The Tetons and the Snake River is a black and white photograph taken by Ansel Adams in 1942, at the Grand Teton National Park, in Wyoming. It is one of his best known and most critically acclaimed photographs.

==Analysis==
The picture was taken from an elevated point of view and depicts the Snake River in a mountainous valley. A dramatically lit black-and-white photograph depicts a large river, which snakes from the bottom right to the center left of the picture. Dark evergreen trees cover the steep left bank of the river, and lighter deciduous trees cover the right. In the top half of the frame, there is a tall mountain range, dark but clearly covered in snow. The sky is overcast in parts, but only partly cloudy in others, and the sun shines through to illuminate the scene and reflect off the river in these places.

> EXERCISE DATA
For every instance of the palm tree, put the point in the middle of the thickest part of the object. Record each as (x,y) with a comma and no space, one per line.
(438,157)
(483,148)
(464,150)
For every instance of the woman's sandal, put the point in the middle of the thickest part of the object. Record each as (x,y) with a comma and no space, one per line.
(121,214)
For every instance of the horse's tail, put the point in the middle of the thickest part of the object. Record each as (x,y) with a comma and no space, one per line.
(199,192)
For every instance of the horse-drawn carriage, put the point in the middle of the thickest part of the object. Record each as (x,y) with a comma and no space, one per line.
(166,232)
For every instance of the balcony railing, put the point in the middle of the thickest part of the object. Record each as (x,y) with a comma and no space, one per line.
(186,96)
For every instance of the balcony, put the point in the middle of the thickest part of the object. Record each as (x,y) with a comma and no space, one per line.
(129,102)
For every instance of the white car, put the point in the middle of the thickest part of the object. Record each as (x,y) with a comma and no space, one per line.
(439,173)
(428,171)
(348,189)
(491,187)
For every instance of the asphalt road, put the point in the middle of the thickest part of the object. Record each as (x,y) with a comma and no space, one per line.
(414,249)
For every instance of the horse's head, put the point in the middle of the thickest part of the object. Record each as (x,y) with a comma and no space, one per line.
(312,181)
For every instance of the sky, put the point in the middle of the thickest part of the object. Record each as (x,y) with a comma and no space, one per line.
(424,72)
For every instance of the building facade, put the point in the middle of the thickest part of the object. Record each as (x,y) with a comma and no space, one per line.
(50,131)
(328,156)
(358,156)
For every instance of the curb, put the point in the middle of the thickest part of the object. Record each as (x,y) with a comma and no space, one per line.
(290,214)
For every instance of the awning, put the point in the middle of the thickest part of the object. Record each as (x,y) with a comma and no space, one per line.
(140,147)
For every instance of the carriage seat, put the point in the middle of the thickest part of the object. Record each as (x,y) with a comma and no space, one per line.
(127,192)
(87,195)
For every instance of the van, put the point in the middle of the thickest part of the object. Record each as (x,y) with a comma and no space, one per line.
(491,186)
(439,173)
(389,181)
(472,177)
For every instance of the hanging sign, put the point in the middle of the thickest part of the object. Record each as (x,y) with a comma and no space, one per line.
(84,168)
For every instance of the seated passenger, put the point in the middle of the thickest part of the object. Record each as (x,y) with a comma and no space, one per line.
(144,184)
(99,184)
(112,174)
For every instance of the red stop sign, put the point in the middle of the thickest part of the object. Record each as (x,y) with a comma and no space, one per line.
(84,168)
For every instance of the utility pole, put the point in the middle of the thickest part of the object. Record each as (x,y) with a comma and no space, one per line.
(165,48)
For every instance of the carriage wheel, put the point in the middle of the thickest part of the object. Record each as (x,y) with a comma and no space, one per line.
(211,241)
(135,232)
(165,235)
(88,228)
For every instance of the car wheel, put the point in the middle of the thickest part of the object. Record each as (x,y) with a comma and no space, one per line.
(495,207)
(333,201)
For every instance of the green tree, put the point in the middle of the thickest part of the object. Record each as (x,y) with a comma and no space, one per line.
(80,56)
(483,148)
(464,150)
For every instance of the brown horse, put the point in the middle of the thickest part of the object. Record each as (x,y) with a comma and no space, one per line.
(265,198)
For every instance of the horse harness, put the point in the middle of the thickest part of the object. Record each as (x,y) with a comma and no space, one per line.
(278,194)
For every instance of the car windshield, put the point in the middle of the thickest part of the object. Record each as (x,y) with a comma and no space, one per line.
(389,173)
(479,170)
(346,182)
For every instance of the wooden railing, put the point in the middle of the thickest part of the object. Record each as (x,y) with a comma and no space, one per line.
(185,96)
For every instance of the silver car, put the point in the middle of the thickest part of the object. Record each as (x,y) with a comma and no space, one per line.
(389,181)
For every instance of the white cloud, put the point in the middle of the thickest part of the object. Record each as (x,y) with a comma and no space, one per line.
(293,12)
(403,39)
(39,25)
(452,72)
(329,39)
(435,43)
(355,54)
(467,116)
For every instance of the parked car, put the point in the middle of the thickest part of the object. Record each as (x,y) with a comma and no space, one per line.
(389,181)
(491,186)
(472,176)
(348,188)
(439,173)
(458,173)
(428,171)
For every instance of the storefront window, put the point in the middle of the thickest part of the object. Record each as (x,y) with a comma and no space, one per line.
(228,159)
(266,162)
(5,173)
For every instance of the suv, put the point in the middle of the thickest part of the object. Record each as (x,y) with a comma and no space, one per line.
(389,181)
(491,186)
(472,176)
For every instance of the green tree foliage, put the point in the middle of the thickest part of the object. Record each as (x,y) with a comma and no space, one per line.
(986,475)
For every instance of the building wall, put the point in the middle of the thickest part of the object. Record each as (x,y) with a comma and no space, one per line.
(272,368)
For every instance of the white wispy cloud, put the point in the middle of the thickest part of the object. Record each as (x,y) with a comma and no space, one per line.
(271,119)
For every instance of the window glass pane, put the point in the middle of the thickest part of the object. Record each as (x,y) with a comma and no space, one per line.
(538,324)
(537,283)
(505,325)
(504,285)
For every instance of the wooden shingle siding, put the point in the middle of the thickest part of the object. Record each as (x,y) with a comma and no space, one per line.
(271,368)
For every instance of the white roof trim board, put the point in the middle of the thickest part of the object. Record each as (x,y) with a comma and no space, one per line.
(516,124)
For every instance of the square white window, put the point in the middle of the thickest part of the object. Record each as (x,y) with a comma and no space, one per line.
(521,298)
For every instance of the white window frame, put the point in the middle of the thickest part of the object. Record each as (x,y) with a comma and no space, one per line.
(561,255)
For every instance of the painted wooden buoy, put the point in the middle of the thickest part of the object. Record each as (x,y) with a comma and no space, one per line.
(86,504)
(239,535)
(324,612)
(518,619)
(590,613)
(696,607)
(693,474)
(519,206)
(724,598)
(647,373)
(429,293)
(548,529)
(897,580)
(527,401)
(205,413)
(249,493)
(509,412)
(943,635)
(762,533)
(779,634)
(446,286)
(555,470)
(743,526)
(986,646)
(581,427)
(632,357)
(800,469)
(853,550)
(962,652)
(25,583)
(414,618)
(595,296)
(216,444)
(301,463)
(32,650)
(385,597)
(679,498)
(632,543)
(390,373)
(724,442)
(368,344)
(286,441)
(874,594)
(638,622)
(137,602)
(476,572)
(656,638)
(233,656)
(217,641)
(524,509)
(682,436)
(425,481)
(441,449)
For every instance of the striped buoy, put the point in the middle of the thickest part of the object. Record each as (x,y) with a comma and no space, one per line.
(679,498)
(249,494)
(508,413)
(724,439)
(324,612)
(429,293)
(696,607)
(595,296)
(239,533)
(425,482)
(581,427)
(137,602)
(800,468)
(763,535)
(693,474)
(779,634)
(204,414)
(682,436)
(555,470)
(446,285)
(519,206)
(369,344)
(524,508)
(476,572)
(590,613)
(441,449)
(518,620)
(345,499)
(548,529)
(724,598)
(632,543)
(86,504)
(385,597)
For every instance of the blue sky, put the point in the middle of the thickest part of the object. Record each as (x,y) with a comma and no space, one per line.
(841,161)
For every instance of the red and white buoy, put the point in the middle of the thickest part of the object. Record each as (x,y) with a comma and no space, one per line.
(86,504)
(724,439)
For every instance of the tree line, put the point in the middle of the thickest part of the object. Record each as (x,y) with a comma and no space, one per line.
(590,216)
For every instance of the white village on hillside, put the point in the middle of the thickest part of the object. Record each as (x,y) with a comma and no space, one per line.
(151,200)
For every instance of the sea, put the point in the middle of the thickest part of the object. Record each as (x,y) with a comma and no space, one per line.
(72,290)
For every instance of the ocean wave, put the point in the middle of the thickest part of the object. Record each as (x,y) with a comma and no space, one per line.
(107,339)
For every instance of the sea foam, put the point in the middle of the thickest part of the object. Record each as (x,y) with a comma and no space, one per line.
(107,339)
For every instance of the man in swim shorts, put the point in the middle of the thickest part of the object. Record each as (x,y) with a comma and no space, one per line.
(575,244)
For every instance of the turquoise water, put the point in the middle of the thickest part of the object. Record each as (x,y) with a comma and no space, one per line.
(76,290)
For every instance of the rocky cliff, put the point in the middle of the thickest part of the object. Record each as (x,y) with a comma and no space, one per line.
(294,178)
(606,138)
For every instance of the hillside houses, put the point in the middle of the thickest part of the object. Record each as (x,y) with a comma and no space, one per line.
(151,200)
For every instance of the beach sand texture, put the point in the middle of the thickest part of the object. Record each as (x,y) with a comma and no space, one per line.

> ACTIVITY A
Reproduce the Ansel Adams photograph passage, everything from "The Tetons and" down to "in these places.".
> ACTIVITY B
Continue the passage about Ansel Adams's photograph The Tetons and the Snake River, beginning right after its last sentence.

> TASK ANSWER A
The Tetons and the Snake River is a black and white photograph taken by Ansel Adams in 1942, at the Grand Teton National Park, in Wyoming. It is one of his best known and most critically acclaimed photographs.

==Analysis==
The picture was taken from an elevated point of view and depicts the Snake River in a mountainous valley. A dramatically lit black-and-white photograph depicts a large river, which snakes from the bottom right to the center left of the picture. Dark evergreen trees cover the steep left bank of the river, and lighter deciduous trees cover the right. In the top half of the frame, there is a tall mountain range, dark but clearly covered in snow. The sky is overcast in parts, but only partly cloudy in others, and the sun shines through to illuminate the scene and reflect off the river in these places.

> TASK ANSWER B
==Art market==
A mural-sized print of this photograph was sold for $988,000 at Sotheby's New York, on December 14, 2020, the highest price ever reached by an Ansel Adams work.

==In collections==
There are prints of this picture in the collections of several art museums, including the National Gallery of Art, Washington, D.C., the Philadelphia Museum of Art, the J. Paul Getty Museum, Los Angeles, and the University of Michigan Museum of Art, in Ann Arbor.

The photograph was also encoded into the grooves of the Voyager Golden Record, two time capsules launched in 1977 and sent into interstellar space by NASA.